Your task is to transcribe the entries below exactly, beginning with the line containing "Objective — one pin per instance of the gold bracelet" and ending with the final line, and to add nothing else.

### [DATA ENTRIES]
+-------+

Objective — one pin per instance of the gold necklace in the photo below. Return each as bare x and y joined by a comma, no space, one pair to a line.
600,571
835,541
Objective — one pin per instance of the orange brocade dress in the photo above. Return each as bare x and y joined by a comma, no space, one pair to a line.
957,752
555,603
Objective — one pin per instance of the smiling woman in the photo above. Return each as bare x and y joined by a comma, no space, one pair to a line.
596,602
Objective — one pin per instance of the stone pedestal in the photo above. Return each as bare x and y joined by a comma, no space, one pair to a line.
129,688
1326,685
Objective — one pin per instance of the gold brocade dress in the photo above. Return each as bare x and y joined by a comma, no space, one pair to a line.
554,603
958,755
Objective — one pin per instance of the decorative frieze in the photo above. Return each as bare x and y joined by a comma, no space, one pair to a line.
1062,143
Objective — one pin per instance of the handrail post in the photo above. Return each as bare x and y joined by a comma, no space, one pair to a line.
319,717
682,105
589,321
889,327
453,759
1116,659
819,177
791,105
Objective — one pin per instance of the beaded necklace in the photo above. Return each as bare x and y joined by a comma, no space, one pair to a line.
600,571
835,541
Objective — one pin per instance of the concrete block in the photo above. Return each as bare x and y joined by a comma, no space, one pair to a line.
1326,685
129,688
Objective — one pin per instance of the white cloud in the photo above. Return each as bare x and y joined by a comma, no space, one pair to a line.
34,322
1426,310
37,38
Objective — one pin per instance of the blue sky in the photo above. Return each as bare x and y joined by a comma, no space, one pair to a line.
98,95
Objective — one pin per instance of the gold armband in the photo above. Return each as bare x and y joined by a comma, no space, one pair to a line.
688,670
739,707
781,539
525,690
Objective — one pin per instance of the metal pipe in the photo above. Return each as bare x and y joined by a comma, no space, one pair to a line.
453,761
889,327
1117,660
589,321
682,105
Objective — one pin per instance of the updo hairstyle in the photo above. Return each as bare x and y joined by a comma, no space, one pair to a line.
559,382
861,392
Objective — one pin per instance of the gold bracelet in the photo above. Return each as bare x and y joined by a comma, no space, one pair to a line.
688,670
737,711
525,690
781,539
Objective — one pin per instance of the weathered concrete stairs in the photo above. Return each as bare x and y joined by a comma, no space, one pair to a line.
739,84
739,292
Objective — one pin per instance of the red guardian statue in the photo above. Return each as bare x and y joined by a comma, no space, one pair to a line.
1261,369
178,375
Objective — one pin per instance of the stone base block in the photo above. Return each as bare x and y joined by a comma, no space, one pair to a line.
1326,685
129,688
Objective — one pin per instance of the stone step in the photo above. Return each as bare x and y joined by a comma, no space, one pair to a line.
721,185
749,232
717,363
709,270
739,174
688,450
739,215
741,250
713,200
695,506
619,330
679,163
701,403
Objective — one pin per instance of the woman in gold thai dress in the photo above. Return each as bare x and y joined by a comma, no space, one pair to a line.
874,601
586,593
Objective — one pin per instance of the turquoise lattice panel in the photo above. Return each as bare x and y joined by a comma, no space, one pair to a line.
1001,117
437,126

+-------+

### [RESULT OF THIS EXERCISE]
Objective — one pin per instance of the gold bracelet in the photo above. Return each as bare x and y joined by a comma, no space, one pair to a line.
688,670
737,711
525,690
781,539
Objective — one pin per instance of the weathered concrete stairs in the photo above. Return each as bare x and y joined by a comma, no space, one pair to a line.
739,84
739,292
Objective — one pin per instance of the red guardian statue in the photo above. Return each as bare x and y joined by a comma, no space, one pair to a line.
1261,369
178,375
Objective — one pin per instance of the stone base block in the photo above. Return each as bare x and y joined by a comma, no space, one pair to a line.
1326,685
129,688
Objective — one pin per instance of the stone step in the photo above. Return each as bare x and y joined by a comma, no space, one pair to a line.
721,185
749,232
717,363
709,270
739,174
688,450
739,215
741,250
713,200
695,506
619,330
679,163
701,403
Objective — one pin per instance of the woman in gold thai dress in the photo above. Return each as bare x and y joined by a comma, no space, one pair to a line.
874,601
586,593
Objective — one pin per instance of the turquoise lattice panel in the photo above. Return each as bare x and y joined by a comma, no space, one pair to a line.
1001,117
437,126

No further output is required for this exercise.